TASK TO COMPLETE:
The required output consists solely of the lines from the line containing "bronze with a single point, one per instance." through the end of the records, copied exactly.

----- DATA ENTRIES -----

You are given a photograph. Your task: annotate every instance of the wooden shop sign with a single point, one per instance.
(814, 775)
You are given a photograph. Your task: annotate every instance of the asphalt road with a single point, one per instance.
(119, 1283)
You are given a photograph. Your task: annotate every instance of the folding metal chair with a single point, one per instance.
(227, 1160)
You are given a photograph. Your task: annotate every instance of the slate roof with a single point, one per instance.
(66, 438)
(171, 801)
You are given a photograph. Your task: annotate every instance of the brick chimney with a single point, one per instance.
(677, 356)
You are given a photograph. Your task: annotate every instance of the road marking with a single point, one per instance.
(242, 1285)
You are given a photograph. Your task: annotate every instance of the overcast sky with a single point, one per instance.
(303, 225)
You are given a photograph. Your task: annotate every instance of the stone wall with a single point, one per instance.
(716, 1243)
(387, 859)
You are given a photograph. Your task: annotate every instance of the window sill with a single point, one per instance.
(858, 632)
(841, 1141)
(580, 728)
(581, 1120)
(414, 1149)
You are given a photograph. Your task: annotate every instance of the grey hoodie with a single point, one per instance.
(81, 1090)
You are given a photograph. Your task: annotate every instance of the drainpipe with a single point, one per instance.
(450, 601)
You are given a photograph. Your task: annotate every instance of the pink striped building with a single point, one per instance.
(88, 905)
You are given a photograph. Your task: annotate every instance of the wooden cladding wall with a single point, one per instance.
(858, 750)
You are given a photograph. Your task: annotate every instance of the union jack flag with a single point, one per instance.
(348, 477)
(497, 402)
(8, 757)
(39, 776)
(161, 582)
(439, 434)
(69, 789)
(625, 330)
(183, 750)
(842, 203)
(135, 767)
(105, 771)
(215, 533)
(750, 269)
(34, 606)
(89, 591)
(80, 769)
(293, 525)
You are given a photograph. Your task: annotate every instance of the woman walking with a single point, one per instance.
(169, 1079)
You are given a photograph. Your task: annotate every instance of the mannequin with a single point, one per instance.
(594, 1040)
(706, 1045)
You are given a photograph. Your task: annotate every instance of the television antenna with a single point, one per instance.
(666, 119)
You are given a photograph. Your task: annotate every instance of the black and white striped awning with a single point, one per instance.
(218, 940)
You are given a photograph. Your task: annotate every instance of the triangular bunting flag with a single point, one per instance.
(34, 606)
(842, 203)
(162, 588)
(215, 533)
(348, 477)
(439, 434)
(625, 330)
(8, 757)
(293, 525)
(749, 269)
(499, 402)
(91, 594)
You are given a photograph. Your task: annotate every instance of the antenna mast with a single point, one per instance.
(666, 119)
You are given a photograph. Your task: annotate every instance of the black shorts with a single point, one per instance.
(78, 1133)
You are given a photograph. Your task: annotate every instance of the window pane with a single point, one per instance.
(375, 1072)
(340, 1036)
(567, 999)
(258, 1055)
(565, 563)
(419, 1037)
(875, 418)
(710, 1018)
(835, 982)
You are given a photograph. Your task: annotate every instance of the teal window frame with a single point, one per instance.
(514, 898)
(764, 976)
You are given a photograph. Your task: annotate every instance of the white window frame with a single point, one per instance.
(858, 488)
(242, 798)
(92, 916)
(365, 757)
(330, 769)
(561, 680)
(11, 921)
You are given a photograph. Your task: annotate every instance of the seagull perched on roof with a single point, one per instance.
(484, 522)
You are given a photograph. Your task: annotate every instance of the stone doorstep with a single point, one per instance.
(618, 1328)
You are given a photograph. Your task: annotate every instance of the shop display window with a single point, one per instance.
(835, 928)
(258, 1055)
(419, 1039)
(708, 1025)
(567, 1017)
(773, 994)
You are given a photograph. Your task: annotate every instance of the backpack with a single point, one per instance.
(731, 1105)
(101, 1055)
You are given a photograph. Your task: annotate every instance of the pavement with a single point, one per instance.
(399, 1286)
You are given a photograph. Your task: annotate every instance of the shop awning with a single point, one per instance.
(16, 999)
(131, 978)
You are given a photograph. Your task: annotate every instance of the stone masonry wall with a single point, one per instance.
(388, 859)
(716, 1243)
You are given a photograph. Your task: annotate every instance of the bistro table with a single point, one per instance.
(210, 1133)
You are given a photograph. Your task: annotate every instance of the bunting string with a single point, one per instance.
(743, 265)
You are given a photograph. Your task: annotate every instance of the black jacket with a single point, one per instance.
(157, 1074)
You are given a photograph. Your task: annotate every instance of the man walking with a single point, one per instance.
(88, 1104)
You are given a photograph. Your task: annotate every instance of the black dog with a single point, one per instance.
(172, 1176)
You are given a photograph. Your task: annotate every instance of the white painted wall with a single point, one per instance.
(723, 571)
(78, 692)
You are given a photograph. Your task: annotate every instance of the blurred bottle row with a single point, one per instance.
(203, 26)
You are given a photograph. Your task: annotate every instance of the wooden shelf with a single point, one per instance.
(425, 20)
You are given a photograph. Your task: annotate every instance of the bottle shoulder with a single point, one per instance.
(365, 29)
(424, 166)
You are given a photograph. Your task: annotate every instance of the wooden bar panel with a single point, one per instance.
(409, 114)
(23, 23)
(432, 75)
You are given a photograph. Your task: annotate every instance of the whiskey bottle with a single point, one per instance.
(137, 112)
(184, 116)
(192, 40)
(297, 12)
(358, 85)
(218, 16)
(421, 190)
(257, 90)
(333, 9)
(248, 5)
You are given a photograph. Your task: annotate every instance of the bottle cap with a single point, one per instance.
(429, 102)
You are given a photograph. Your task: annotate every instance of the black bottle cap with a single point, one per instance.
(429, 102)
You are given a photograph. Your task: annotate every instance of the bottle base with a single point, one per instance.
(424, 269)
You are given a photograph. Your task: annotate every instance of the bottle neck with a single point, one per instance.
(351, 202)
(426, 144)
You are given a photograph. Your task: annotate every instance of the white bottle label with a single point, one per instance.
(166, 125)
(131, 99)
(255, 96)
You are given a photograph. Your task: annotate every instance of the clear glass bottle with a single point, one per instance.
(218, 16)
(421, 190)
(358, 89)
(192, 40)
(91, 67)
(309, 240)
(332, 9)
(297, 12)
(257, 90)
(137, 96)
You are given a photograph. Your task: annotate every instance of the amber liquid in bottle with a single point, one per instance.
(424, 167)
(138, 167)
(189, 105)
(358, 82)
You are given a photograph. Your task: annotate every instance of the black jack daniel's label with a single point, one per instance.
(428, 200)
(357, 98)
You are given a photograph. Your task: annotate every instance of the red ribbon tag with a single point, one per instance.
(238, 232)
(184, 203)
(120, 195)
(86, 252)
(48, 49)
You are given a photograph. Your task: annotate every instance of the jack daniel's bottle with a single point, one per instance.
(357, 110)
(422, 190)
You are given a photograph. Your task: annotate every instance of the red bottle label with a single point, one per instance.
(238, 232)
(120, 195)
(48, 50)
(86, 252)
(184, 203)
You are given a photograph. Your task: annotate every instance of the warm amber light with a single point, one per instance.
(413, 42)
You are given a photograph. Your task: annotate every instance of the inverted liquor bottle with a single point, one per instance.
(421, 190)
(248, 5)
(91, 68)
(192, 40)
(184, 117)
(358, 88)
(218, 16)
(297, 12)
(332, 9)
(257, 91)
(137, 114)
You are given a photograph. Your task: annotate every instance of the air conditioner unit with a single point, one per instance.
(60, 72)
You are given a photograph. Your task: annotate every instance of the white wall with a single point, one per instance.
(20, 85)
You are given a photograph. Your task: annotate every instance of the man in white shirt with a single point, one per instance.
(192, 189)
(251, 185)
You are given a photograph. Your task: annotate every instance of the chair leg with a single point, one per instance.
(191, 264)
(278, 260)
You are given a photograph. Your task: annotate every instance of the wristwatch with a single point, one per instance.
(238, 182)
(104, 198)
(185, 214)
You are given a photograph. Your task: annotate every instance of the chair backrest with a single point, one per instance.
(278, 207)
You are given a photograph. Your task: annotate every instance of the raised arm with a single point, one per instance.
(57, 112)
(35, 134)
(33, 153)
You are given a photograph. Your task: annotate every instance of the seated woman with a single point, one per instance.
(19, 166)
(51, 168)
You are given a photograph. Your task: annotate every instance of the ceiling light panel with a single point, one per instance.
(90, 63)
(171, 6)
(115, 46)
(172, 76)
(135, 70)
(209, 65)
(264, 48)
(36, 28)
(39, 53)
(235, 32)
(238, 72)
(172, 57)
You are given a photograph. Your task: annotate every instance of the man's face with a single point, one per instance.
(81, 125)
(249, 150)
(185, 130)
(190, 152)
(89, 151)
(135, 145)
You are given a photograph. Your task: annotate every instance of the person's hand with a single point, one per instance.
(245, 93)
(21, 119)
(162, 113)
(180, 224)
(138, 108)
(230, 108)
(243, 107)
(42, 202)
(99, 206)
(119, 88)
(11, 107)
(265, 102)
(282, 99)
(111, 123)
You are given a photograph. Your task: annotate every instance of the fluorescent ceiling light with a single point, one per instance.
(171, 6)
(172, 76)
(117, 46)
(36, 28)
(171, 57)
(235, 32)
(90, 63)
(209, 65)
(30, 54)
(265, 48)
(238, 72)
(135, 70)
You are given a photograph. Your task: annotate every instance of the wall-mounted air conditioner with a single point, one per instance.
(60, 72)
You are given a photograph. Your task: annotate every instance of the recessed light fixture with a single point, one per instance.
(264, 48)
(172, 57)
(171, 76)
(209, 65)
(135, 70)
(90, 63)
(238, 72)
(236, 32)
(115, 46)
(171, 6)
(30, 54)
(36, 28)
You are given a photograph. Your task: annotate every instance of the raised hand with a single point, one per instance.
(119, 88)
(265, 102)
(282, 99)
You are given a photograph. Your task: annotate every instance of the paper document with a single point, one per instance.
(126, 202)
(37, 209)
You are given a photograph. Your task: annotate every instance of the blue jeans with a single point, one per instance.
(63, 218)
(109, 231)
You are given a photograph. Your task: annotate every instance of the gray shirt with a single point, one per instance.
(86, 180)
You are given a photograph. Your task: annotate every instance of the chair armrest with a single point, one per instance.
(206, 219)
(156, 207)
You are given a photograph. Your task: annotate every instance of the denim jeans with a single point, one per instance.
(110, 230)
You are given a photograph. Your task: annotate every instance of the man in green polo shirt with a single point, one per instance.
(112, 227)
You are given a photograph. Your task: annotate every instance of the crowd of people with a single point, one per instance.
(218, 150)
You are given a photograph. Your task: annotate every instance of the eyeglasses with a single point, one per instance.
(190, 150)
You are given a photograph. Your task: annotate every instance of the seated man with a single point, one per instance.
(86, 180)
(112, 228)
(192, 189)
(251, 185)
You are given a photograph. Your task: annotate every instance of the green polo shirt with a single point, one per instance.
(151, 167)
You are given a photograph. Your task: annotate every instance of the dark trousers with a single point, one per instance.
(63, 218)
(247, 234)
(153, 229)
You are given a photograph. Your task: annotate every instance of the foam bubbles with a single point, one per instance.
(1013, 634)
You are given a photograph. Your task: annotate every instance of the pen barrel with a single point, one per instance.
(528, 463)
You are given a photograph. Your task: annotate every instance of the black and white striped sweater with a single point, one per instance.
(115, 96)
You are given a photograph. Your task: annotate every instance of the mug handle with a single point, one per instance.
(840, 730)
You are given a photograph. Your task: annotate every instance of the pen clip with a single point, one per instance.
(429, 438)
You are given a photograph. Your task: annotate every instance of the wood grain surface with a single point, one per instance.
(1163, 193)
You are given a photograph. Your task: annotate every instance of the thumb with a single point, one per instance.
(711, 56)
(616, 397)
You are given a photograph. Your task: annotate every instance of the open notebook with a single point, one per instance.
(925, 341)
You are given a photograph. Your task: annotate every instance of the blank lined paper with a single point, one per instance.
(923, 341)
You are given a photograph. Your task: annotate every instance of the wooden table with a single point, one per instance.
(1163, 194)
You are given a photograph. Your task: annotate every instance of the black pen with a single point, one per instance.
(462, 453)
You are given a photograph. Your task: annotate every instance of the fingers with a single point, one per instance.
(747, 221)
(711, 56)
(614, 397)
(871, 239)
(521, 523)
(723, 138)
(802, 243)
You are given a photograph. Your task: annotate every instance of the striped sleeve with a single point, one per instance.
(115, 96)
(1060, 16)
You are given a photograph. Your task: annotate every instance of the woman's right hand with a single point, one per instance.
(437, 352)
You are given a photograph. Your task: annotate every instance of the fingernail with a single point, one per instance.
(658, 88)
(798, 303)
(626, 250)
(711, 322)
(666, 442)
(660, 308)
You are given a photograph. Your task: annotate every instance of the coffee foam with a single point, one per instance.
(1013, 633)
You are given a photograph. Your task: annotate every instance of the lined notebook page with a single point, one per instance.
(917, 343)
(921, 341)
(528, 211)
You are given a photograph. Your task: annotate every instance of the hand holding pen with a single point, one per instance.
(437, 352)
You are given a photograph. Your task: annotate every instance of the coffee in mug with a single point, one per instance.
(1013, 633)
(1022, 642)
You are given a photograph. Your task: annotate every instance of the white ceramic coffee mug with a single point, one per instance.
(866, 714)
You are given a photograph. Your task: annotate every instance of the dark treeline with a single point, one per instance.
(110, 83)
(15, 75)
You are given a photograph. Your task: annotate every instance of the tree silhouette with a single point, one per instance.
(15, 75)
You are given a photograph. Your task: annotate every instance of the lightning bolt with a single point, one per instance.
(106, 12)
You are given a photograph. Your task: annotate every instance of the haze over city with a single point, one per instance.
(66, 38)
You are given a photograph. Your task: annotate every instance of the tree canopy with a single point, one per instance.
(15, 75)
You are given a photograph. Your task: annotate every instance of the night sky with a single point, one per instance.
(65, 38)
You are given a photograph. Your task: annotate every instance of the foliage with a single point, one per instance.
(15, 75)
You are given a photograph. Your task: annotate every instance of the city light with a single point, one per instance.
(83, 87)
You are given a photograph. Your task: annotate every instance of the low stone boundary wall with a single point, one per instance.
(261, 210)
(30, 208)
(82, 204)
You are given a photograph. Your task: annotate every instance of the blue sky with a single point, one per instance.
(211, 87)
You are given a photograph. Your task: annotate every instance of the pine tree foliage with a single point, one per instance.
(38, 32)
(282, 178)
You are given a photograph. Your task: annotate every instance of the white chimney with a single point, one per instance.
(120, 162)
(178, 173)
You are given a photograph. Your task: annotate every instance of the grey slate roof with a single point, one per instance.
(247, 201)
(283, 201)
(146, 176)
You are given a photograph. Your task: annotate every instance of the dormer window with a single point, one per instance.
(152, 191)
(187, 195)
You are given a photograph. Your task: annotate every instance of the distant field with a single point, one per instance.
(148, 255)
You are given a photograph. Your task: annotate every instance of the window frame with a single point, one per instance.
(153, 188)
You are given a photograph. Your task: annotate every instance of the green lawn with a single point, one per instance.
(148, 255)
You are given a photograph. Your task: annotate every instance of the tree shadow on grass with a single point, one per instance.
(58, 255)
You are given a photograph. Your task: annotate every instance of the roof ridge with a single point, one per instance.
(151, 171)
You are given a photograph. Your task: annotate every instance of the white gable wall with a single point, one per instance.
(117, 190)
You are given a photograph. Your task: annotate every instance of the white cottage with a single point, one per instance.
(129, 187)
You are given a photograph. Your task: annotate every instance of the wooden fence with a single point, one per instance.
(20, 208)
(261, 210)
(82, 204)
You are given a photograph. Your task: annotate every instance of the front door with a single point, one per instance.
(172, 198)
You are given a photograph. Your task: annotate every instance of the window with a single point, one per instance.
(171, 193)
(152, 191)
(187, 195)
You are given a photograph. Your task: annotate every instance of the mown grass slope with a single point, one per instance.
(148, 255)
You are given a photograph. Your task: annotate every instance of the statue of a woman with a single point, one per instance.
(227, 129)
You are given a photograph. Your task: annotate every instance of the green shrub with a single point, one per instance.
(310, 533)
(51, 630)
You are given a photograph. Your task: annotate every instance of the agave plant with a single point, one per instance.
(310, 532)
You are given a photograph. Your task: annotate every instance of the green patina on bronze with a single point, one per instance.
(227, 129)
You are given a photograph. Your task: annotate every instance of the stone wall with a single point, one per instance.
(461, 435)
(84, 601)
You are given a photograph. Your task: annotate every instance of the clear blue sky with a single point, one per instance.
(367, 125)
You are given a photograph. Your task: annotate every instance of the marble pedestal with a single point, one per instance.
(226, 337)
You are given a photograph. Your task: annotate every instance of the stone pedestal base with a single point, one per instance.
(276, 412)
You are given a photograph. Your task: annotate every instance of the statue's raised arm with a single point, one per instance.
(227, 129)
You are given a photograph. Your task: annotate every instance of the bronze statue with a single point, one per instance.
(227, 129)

-----

FINISHED TASK:
You are given a photograph. Your task: annotate every instance of the green patina on bronze with a single point, one per instance.
(227, 129)
You are given a photograph. Your task: annotate every instance of the stone wall with a single point, one per instance.
(461, 435)
(84, 601)
You are given a photograph. Your task: annotate every instance of the clear blue sky with a single point, one per instance.
(367, 125)
You are given a photograph. Your task: annotate every instance of the marble pedestal with a single point, one per instance.
(226, 337)
You are given a photograph. Your task: annotate every instance of the stone pedestal base with a single point, one per instance.
(276, 412)
You are given a photograph. Your task: annotate every instance of the statue's raised arm with a single point, one per instance.
(227, 129)
You are given a photograph. Your task: annotate every instance of the bronze statue with a single point, one per instance.
(227, 129)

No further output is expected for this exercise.